§ Alıntılanan metin
···

Listenin son sıralarına bakıldığında göze çarpan iki ülke İzlanda ve Türkiye... Renkli taraftarlarıyla EURO 2016’ya damga vuran İzlanda, kendi ülkesinde yetişen oyunculara milli takımda %62,5 oranında süre verirken, Türkiye de %63 ile bu kategoride en gerideki ikinci ülke. İzlanda'daki yerel ligin rekabetçilikten uzak niteliği düşünüldüğünde, çok daha yüksek bütçeli takımlara sahip Türkiye Süper Ligi'nin milli takıma oyuncu yetiştirme noktasında oldukça yetersiz kaldığı net bir şekilde ortaya çıkıyor.






EURO 2016’dan bu yana milli takım kadrosuna farklı ülkelerde yetişmiş 28 oyuncu çağıran Türkiye, bu alanda en fazla sayıya ulaşan ülke.

···

(Veri kümesi satırları)

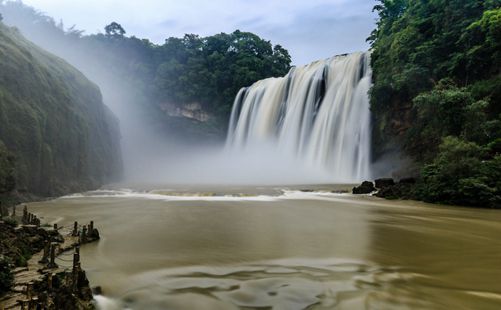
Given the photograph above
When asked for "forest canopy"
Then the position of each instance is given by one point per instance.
(437, 93)
(208, 70)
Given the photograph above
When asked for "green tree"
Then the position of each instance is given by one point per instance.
(114, 30)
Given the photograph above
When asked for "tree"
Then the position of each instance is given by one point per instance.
(114, 30)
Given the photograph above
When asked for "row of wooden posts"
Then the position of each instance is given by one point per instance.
(28, 218)
(33, 302)
(4, 211)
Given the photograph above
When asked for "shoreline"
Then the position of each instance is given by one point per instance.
(52, 278)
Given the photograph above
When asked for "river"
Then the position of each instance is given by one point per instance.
(276, 248)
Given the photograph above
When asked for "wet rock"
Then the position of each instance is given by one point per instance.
(366, 187)
(97, 290)
(407, 181)
(384, 182)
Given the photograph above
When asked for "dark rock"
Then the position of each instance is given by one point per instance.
(397, 191)
(365, 188)
(407, 181)
(97, 290)
(384, 182)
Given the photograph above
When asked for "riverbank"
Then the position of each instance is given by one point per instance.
(417, 190)
(40, 264)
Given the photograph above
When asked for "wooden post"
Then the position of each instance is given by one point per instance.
(52, 263)
(76, 264)
(49, 281)
(76, 259)
(45, 256)
(75, 229)
(28, 290)
(25, 215)
(83, 239)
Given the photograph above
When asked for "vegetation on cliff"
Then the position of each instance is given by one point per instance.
(206, 71)
(437, 92)
(56, 136)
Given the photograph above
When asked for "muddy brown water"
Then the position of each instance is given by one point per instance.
(266, 248)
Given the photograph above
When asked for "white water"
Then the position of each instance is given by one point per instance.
(317, 114)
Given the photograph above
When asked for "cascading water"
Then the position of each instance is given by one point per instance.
(318, 113)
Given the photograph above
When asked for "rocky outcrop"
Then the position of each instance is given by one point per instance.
(365, 188)
(53, 122)
(384, 182)
(403, 189)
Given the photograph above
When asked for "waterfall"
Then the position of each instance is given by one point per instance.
(318, 114)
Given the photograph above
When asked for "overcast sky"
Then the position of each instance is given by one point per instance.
(309, 29)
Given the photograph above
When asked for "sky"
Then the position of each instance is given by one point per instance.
(309, 29)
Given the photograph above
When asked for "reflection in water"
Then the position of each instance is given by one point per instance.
(285, 251)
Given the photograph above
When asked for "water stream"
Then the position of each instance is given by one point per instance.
(269, 248)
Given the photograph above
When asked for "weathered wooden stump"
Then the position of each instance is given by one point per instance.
(45, 255)
(52, 264)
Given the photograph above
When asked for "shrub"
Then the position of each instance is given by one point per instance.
(6, 277)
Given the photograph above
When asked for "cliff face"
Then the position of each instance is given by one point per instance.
(53, 121)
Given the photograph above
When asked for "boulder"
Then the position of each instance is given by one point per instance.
(407, 181)
(365, 188)
(384, 182)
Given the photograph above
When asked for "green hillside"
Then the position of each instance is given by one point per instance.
(53, 123)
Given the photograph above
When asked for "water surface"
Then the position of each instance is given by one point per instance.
(265, 248)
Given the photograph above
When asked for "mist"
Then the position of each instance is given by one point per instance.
(155, 152)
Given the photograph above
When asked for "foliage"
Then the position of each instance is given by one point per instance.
(205, 70)
(462, 174)
(114, 30)
(7, 170)
(437, 89)
(11, 221)
(6, 277)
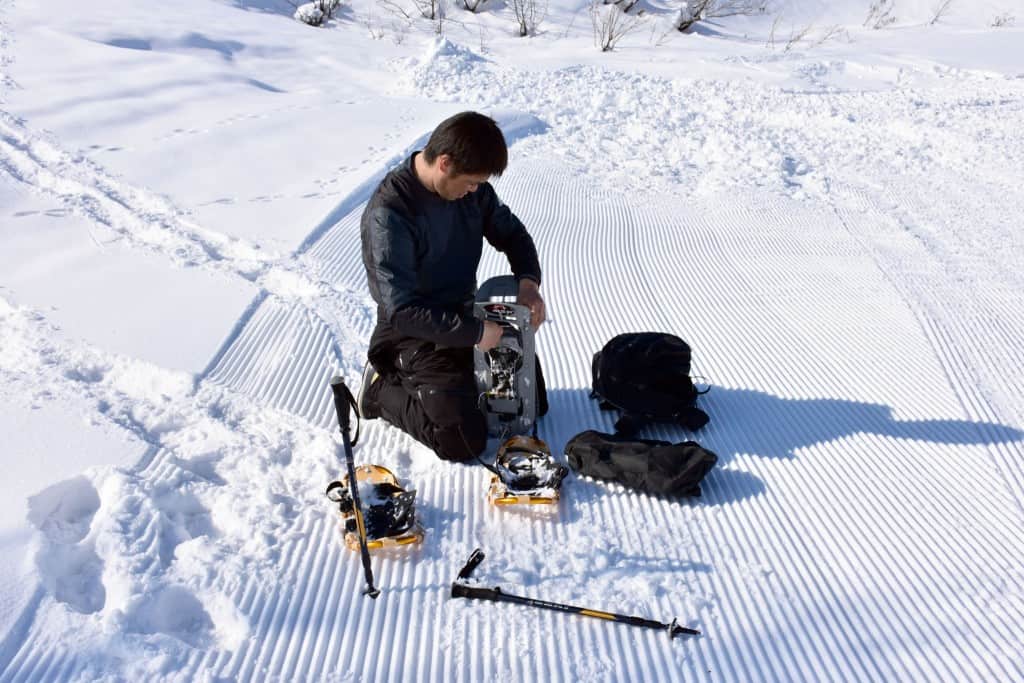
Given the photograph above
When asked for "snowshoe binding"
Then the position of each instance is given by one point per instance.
(506, 376)
(388, 510)
(525, 473)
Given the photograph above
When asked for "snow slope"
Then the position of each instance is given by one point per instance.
(834, 228)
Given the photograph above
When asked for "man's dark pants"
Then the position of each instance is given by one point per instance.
(429, 392)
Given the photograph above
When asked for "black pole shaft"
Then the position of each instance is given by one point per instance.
(342, 401)
(497, 595)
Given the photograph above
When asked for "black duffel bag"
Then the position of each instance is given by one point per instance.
(651, 466)
(646, 375)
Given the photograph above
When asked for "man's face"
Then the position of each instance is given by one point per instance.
(452, 185)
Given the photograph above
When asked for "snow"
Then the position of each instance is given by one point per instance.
(833, 223)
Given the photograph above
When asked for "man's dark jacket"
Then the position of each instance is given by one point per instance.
(421, 253)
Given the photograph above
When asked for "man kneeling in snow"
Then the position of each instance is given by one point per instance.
(423, 233)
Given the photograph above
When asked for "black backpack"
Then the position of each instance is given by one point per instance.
(647, 465)
(646, 375)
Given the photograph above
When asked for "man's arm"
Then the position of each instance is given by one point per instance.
(390, 260)
(508, 235)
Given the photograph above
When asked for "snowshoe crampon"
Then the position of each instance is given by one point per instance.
(506, 375)
(527, 474)
(388, 510)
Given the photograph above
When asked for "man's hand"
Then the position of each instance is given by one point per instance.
(529, 296)
(492, 335)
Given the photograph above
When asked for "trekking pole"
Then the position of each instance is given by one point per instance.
(460, 590)
(342, 401)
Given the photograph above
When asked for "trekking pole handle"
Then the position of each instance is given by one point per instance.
(473, 561)
(342, 400)
(475, 593)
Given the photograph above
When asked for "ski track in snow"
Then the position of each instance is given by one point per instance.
(854, 529)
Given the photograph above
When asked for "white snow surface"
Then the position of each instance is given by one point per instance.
(833, 223)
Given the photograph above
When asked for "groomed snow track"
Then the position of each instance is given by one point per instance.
(864, 521)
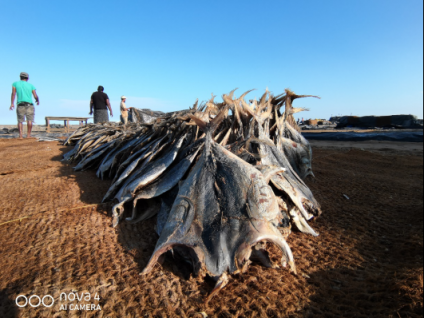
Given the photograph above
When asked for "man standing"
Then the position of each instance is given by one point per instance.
(100, 104)
(124, 110)
(25, 108)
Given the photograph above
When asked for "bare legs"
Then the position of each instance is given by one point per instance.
(21, 130)
(29, 125)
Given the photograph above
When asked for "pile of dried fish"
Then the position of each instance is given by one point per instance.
(222, 179)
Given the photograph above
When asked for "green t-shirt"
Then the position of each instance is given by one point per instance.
(24, 91)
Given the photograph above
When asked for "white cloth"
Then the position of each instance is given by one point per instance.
(124, 112)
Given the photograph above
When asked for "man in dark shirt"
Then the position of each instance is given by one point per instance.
(99, 104)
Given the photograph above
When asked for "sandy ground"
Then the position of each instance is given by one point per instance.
(368, 261)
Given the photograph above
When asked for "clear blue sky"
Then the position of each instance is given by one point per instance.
(361, 57)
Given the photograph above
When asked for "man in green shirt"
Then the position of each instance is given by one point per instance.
(25, 108)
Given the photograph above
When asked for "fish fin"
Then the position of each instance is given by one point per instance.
(213, 125)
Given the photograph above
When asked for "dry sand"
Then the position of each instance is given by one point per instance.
(367, 262)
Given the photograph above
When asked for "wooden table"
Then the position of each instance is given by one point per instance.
(66, 120)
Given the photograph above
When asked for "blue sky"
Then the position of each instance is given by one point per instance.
(361, 57)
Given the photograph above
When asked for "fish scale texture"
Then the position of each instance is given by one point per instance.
(367, 261)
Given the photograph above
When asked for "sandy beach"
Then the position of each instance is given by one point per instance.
(367, 262)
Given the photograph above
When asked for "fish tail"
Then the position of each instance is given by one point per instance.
(209, 128)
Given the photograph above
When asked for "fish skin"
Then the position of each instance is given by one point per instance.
(110, 160)
(169, 179)
(219, 228)
(94, 155)
(150, 173)
(167, 199)
(125, 177)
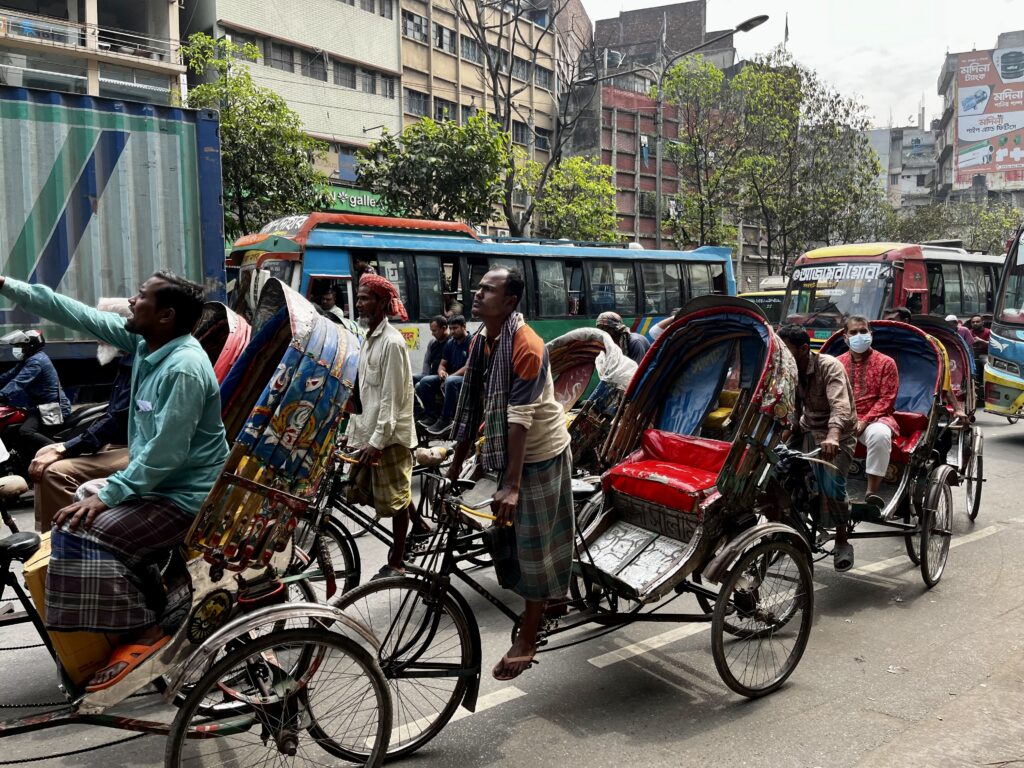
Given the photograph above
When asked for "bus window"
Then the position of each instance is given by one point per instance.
(395, 268)
(428, 282)
(975, 289)
(950, 282)
(552, 295)
(660, 288)
(700, 282)
(936, 291)
(578, 295)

···

§ Göreviniz
Lütfen milli takımlarda ülkede yetişen oyunculara verilen süreyi anlatan metni, son cümlesinden sonra sürdürün. Kayıtlar, metinden ayrı, bağımsız bir malzemedir.

§ Yanıtınız aşağıda
Yetiştirici ülkelere bakıldığında ise zirvenin sahibi İngiltere. EURO 2016'dan itibaren Avrupa'nın farklı milli takımlarında forma giyen 48 futbolcunun İngiltere topraklarında yetiştiği görünüyor. (Bu çalışma kapsamının dışında tutulan İrlanda Cumhuriyeti, Kuzey İrlanda ve Galler milli takımlarının oyuncularını da eklendiğimiz takdirde bu sayı 183’e çıkmakta.)






Almanya diğer milli takımlara 39 milli futbolcu yetiştirirken bu oyuncuların 16’sı Türkiye Milli Takımı'nın formasını giydi.







Türkiye, Avrupa çapında farklı ülkelerin milli takımlarına oyuncu yetiştirmeyen altı ülkeden biri. Diğer ülkeler ise Polonya, Romanya, Rusya, Slovakya ve İzlanda.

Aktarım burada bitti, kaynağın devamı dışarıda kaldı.